WHAT NEEDS TO BE DONE ▸ Reproduce every one of the lines below word for word, leaving out the picture.

SUPPLIED DATA ▸
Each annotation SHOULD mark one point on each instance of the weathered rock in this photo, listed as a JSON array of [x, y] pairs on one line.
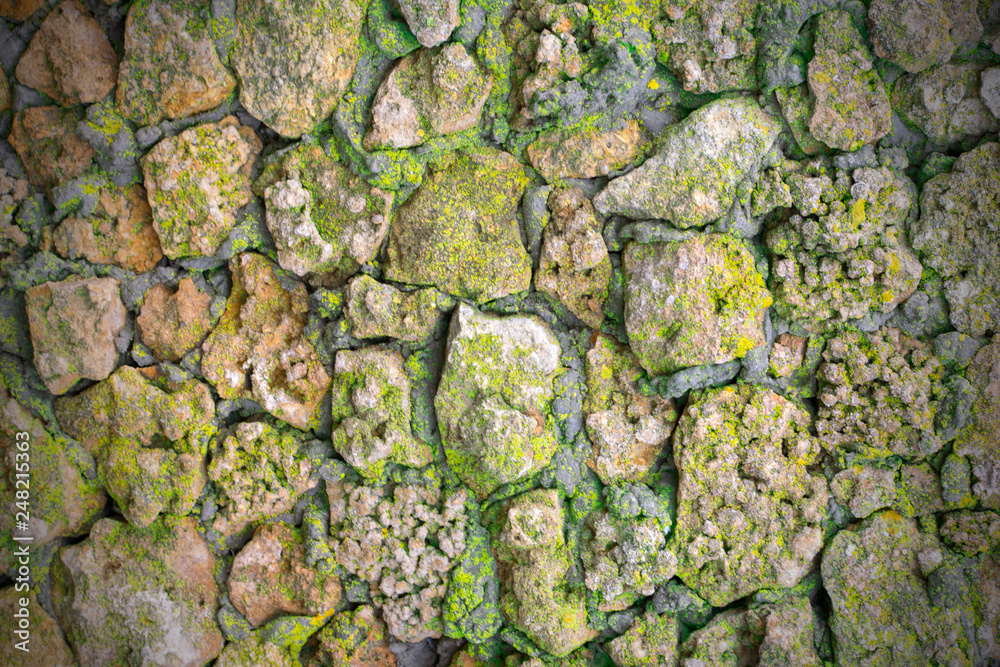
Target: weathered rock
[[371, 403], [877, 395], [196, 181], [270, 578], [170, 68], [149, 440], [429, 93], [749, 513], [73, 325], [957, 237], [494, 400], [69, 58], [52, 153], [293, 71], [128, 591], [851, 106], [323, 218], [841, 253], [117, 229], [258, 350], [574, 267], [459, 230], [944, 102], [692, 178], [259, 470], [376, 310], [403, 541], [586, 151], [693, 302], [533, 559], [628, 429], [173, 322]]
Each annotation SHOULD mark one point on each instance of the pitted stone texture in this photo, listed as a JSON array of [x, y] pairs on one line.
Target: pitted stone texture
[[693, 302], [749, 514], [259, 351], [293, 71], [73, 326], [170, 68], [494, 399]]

RESPONSE TO THIS EXERCISE ▸
Each annotation SHOULD mark one point on each instance of the weathered rock in this photo, listed as a JSON array of [x, y] pairs on one line.
Target: weathered rock
[[371, 403], [877, 395], [196, 181], [270, 578], [170, 68], [149, 440], [429, 93], [749, 513], [73, 325], [957, 237], [494, 400], [69, 58], [52, 153], [293, 71], [128, 591], [851, 106], [323, 218], [841, 253], [117, 229], [258, 350], [574, 267], [459, 230], [944, 102], [692, 178], [259, 470], [376, 310], [403, 541], [586, 151], [693, 302], [533, 559], [628, 429], [173, 322]]
Each annotation SHOULD mark one point on each instance of the pitted stone texture in this photo, listed as a JSON array of [x, y] pairs on one line.
Target: pitted stone texture
[[693, 302], [749, 514], [259, 351], [293, 71], [73, 326], [170, 68], [494, 399]]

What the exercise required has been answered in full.